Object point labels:
>> begin

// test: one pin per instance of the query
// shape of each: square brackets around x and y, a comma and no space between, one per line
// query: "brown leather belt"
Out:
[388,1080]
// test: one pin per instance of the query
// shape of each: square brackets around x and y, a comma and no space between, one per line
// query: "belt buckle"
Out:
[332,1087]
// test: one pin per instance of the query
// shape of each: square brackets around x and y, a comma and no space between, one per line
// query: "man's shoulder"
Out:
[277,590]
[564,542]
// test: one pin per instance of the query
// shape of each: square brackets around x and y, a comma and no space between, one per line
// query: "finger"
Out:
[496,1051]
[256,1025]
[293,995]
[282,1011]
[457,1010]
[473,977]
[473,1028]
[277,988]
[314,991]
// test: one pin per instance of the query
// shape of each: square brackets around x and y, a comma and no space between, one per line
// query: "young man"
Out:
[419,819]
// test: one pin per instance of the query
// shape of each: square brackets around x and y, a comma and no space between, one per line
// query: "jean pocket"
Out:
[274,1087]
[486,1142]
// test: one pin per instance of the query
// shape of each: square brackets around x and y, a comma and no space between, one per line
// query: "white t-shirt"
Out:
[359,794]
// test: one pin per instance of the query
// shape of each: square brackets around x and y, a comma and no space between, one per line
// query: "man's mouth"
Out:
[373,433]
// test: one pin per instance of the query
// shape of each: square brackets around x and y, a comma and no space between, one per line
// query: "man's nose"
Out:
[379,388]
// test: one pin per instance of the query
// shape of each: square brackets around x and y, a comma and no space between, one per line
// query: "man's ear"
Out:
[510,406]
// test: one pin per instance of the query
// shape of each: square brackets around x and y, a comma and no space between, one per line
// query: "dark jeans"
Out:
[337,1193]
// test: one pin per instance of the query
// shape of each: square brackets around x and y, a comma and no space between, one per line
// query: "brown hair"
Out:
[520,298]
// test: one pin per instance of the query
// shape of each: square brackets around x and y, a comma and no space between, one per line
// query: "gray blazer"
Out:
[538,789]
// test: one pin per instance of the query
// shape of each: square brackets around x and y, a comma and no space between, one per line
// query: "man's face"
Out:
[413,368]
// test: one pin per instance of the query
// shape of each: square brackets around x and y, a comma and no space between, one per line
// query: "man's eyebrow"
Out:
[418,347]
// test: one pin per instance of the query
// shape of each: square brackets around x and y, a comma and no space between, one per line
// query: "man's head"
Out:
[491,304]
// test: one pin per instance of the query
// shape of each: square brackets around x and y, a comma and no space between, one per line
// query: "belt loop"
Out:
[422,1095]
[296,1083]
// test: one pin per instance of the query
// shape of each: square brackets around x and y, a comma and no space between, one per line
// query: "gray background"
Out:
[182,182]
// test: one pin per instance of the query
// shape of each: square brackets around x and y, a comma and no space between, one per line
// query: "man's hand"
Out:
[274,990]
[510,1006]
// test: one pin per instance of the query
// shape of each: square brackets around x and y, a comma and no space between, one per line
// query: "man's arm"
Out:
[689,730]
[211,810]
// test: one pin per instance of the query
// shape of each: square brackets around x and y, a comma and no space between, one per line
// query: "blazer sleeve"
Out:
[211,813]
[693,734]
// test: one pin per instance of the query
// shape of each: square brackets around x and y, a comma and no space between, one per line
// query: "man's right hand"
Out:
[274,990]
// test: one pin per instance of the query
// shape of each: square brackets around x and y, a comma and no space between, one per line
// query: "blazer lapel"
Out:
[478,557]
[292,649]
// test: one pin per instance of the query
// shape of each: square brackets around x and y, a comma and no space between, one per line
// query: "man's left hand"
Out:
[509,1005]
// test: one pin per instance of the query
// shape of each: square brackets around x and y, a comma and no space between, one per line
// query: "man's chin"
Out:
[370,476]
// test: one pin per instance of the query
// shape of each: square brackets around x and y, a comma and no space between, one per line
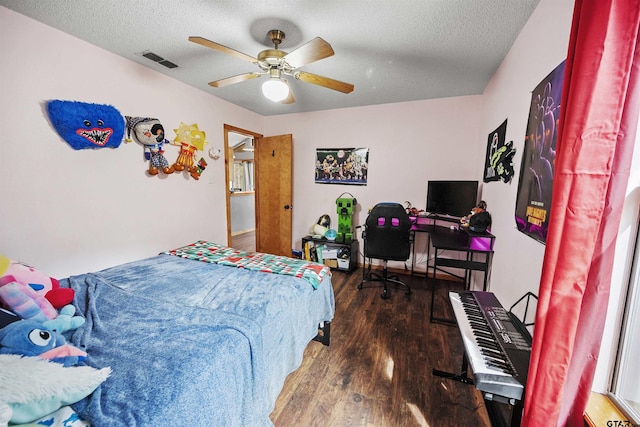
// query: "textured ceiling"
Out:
[392,51]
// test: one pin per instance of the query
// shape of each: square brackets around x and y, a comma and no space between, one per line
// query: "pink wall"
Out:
[69,211]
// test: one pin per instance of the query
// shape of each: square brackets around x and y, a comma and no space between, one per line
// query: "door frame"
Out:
[229,159]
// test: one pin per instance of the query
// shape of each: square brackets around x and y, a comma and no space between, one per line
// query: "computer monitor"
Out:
[454,198]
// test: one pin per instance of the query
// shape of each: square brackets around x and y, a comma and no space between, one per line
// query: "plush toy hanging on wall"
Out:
[149,133]
[190,139]
[84,125]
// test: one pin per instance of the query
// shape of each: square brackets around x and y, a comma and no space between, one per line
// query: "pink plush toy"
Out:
[43,285]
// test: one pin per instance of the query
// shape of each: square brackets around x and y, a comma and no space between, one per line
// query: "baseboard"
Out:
[601,411]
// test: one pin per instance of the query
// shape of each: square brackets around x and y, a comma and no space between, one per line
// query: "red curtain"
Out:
[597,129]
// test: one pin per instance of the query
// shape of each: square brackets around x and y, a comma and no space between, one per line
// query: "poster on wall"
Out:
[342,166]
[533,202]
[498,163]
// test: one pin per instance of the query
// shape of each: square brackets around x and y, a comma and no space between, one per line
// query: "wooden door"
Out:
[274,194]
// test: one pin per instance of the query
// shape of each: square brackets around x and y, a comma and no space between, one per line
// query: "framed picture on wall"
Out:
[342,166]
[533,202]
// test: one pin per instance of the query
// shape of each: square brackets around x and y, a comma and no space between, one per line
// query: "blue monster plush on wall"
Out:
[85,125]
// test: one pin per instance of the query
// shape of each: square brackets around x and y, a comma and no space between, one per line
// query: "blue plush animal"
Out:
[33,338]
[83,125]
[66,321]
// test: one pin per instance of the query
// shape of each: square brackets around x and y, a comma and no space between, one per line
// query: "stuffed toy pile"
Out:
[38,372]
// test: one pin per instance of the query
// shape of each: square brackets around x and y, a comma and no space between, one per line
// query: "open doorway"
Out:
[240,187]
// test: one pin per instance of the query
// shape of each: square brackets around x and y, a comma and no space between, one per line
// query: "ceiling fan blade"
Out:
[309,52]
[235,79]
[289,99]
[324,82]
[221,48]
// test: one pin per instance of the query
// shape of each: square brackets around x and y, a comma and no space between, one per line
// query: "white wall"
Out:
[68,211]
[540,48]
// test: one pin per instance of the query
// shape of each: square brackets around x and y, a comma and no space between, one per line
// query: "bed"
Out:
[201,335]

>> end

• Exercise:
Please tally how many lines of the records above contain the word "white", and give only that number.

• Answer to this problem:
2